• OBJECTIVE: Rewrite these lines with "glove" in place of every "sock", leaving everything else the same.

• DATA SUPPLIED:
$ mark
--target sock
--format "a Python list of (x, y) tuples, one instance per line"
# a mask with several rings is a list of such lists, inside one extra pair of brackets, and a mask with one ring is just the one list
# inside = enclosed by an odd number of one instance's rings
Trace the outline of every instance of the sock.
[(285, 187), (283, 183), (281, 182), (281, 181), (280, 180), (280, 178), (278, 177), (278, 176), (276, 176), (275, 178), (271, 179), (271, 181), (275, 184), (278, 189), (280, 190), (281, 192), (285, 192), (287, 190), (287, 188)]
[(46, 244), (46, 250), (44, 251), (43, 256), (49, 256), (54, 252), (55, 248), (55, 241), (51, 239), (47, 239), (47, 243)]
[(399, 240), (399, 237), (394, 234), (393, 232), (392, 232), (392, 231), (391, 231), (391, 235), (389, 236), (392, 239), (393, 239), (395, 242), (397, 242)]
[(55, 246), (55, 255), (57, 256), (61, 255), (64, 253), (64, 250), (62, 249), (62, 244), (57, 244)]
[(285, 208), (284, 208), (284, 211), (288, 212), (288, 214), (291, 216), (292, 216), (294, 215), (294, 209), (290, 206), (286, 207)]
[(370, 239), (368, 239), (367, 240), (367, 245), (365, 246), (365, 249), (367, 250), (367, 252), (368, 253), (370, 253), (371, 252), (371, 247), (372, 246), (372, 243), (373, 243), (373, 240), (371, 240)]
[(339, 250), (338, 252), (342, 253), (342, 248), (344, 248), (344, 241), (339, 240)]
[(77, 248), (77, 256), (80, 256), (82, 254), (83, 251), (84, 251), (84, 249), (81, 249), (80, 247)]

• EXERCISE RESPONSE:
$ mark
--target glove
--format "a Python list of (x, y) tuples, one instance per line"
# a mask with several rings is a list of such lists, inside one extra pair of brackets, and a mask with one ring is just the one list
# inside = enclosed by an odd number of one instance's rings
Trace the outline of every instance of the glove.
[(285, 187), (283, 183), (281, 182), (281, 181), (280, 180), (280, 178), (278, 177), (278, 176), (276, 176), (275, 178), (271, 179), (271, 181), (275, 184), (278, 189), (280, 190), (281, 192), (285, 192), (287, 190), (287, 188)]
[(46, 244), (46, 250), (44, 251), (43, 256), (49, 256), (54, 252), (55, 248), (55, 241), (51, 239), (47, 239), (47, 243)]
[(399, 240), (399, 237), (394, 234), (393, 232), (392, 232), (392, 231), (391, 231), (391, 235), (389, 236), (392, 239), (393, 239), (395, 242), (397, 242)]
[(55, 246), (55, 255), (57, 256), (61, 255), (64, 253), (64, 250), (62, 249), (62, 244), (57, 244)]
[(285, 208), (284, 208), (284, 211), (288, 212), (288, 214), (291, 216), (292, 216), (294, 215), (294, 209), (290, 206), (286, 207)]
[(370, 239), (368, 239), (367, 240), (367, 245), (365, 246), (365, 249), (367, 250), (367, 252), (368, 253), (370, 253), (371, 252), (371, 247), (372, 246), (372, 243), (373, 243), (373, 240), (371, 240)]
[(339, 250), (338, 252), (342, 253), (342, 248), (344, 248), (344, 241), (339, 240)]
[(77, 248), (77, 256), (80, 256), (82, 254), (83, 251), (84, 251), (84, 249), (81, 249), (80, 247)]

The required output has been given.